Nasional / Ekonomi /
Follow daktacom Like Like
Selasa, 21/06/2022 08:00 WIB

Kesenjangan Antara Literasi dan Inklusi Keuangan Lemahkan Posisi Konsumen

LITERASI KEUANGAN
LITERASI KEUANGAN

 

DAKTA.COM-  Kesenjangan antara literasi keuangan dan inklusi keuangan cukup besar dan hal ini perlu diatasi. Kesenjangan ini melemahkan posisi konsumen dalam memahami informasi yang memadai mengenai produk dan layanan jasa keuangan serta apa yang menjadi risiko maupun hak-hak mereka.

 

“Dibutuhkan upaya yang lebih terstruktur dan lebih masif dari semua pelaku industri jasa keuangan dan pemerintah untuk lebih mengarusutamakan literasi keuangan,” terang Peneliti Center for Indonesian Policy Studies (CIPS) Pingkan Audrine Kosijungan.

 

Survei literasi keuangan yang diluncurkan Otoritas Jasa Keuangan (OJK) tahun 2013 menunjukkan, tingkat literasi keuangan masyarakat Indonesia berada di angka 21,84 persen. Sementara inklusi keuangan berada di angka 59,7 persen.

 

Sementara itu, Survei Nasional Literasi dan Inklusi Keuangan (SNLKI) tahun 2019 menunjukkan kemajuan di kedua bidang, namun belum banyak mempersempit kesenjangan di antara keduanya. Tingkat literasi keuangan mencapai 38,03 persen dan inklusi keuangan 76,19 persen.
• • •
(SOAL LATIHAN 1) Perbarui catatan mulai dari baris yang memuat "of the paved" sampai akhir catatan dengan mengganti "paved square" menjadi "cobblestone plaza", lalu tuliskan kembali baris-baris tersebut tanpa mengubah bagian lainnya.
Artikel di atas dan catatan berikut merupakan bahan yang berdiri sendiri-sendiri.

(DATA LATIHAN)
• • •
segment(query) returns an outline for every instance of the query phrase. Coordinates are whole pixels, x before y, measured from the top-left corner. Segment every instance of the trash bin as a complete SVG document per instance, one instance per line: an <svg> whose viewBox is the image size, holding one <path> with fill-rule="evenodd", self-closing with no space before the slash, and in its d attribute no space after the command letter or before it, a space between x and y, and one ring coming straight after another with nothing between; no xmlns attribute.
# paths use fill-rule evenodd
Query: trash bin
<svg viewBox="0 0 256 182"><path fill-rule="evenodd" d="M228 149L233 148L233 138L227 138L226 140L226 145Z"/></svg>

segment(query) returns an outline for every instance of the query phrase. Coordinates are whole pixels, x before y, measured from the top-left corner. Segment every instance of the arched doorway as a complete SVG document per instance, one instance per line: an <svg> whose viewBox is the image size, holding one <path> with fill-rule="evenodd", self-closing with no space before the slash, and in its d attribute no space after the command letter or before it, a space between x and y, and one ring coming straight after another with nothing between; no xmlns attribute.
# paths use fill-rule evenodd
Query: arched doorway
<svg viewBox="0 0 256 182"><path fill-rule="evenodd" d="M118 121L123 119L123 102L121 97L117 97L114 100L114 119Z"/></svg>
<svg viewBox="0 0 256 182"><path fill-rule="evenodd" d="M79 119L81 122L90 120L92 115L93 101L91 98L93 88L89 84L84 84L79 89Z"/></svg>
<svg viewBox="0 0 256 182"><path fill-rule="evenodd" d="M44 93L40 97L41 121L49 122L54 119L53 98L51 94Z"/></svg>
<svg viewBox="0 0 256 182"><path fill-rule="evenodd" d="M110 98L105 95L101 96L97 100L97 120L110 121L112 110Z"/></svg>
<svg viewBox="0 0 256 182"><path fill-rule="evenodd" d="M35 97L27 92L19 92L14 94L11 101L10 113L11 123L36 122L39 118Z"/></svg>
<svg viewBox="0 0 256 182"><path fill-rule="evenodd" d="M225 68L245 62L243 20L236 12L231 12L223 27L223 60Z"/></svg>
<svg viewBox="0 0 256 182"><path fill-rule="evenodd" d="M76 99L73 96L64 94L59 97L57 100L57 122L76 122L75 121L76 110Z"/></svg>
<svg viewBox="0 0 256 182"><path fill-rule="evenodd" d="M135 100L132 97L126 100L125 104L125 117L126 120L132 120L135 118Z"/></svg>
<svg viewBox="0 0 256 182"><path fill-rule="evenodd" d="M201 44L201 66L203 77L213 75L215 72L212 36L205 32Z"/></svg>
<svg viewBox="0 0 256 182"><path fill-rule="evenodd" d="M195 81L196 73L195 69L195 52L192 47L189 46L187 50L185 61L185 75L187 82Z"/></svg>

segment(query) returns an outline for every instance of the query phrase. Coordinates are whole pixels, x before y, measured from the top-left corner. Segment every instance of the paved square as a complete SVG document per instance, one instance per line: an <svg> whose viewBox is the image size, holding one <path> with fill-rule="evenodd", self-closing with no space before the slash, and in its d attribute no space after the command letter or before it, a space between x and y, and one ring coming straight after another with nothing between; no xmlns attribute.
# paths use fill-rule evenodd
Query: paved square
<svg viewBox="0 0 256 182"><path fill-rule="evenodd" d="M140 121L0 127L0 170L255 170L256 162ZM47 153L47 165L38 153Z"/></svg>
• • •
(SOAL LATIHAN 2) Kutip dengan tepat bagian artikel tentang literasi keuangan mulai dari "Survei literasi keuangan" hingga dan termasuk "keuangan 76,19 persen.".

(JAWABAN LENGKAP 1)
segment(query) returns an outline for every instance of the query phrase. Coordinates are whole pixels, x before y, measured from the top-left corner. Segment every instance of the cobblestone plaza as a complete SVG document per instance, one instance per line: an <svg> whose viewBox is the image size, holding one <path> with fill-rule="evenodd", self-closing with no space before the slash, and in its d attribute no space after the command letter or before it, a space between x and y, and one ring coming straight after another with nothing between; no xmlns attribute.
# paths use fill-rule evenodd
Query: cobblestone plaza
<svg viewBox="0 0 256 182"><path fill-rule="evenodd" d="M140 121L0 127L0 170L255 170L256 162ZM47 153L47 165L38 153Z"/></svg>

(JAWABAN LENGKAP 2)
Survei literasi keuangan yang diluncurkan Otoritas Jasa Keuangan (OJK) tahun 2013 menunjukkan, tingkat literasi keuangan masyarakat Indonesia berada di angka 21,84 persen. Sementara inklusi keuangan berada di angka 59,7 persen.

 

Sementara itu, Survei Nasional Literasi dan Inklusi Keuangan (SNLKI) tahun 2019 menunjukkan kemajuan di kedua bidang, namun belum banyak mempersempit kesenjangan di antara keduanya. Tingkat literasi keuangan mencapai 38,03 persen dan inklusi keuangan 76,19 persen.